Given request>
Count the lines in the entries below that contain the string "position", and give only that number.
** Start Entries supplied **
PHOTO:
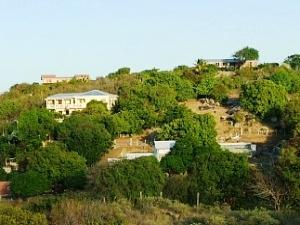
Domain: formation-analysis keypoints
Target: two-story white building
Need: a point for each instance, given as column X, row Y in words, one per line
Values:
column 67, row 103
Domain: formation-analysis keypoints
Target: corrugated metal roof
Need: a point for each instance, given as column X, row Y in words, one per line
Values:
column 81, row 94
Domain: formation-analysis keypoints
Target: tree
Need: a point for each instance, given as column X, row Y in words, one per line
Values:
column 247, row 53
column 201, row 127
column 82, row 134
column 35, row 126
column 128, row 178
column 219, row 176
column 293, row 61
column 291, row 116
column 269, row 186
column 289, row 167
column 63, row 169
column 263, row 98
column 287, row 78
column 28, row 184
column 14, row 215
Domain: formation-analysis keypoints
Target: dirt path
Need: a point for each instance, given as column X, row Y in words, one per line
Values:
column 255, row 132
** End Entries supplied **
** Start Entries supplied **
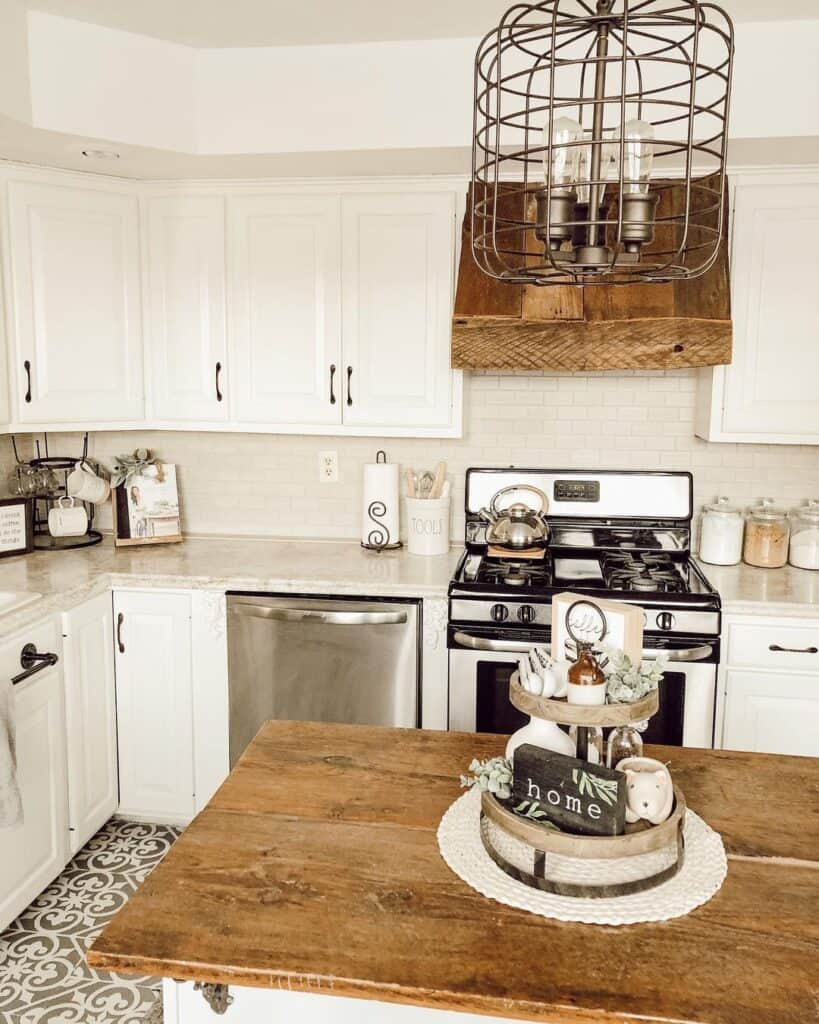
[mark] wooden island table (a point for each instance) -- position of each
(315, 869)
** End Entries supplied **
** Start Entries supplied **
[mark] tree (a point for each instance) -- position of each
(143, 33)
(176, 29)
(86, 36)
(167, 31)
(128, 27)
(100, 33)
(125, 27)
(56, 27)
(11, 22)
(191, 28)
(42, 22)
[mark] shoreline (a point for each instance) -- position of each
** End Entries supplied **
Full answer>
3